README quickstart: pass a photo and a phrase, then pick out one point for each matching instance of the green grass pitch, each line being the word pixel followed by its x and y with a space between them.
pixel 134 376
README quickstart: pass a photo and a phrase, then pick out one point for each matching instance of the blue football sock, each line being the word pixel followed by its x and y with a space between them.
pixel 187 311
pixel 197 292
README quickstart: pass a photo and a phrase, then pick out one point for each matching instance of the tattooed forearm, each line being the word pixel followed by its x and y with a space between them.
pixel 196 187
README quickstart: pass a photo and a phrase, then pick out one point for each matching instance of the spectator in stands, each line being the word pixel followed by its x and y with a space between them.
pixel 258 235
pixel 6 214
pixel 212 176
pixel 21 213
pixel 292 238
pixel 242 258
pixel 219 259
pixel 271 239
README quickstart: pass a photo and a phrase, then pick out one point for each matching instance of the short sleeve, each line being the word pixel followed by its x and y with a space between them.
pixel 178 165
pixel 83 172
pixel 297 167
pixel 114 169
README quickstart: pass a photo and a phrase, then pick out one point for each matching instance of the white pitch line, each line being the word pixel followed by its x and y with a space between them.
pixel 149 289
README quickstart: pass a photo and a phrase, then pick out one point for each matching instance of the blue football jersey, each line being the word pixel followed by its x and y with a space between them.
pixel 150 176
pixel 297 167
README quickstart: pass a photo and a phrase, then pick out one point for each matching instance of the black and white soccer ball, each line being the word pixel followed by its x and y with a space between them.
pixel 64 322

*What this task involves:* Switch every "pick out" in the rows above to "mark", and leave everything else unchanged.

*Correct result:*
README quickstart: pass a photo and a phrase, then mark one point for each matching instance of the green grass pitch, each line being the word pixel followed by its x and y with a space between them.
pixel 134 376
README quickstart: pass a photo and a phrase, then mark one point for each matching instance of the blue football sock, each line being the word pixel followed by its x and y with a space between them.
pixel 187 311
pixel 197 292
README quickstart: pass a photo and a phrase, then mark one point for each matching instance of the tattooed forearm, each line being the word pixel followed by its x and y with a space between them.
pixel 196 187
README quickstart: pass a photo and a phrase, then mark one point for each matching instance of the spectator in stands, each line being the word pixel followed by its x and y with a space between them.
pixel 258 235
pixel 6 214
pixel 212 176
pixel 21 213
pixel 292 238
pixel 242 258
pixel 219 259
pixel 271 239
README quickstart: pass a photo and a phrase, then mark one point for each matching instance of the short sleeve, each line being the word pixel followed by its x and y with a space between them.
pixel 178 165
pixel 83 172
pixel 297 167
pixel 114 169
README quickstart: pass a photo and a phrase, then mark one point for each matching instance of the white pitch line, each line being the word pixel followed by its x and y with a space between them.
pixel 149 289
README quickstart: pass a photo and a phrase, then mark one point for each matching instance of the blue football jersey, each line being the word pixel followed by its x and y with a space between them.
pixel 150 176
pixel 297 167
README quickstart: pass a photo and a phrase, then mark one point for each matching instance of the black and white soccer ball, each line being the word pixel followed by its x and y with a space between them.
pixel 64 322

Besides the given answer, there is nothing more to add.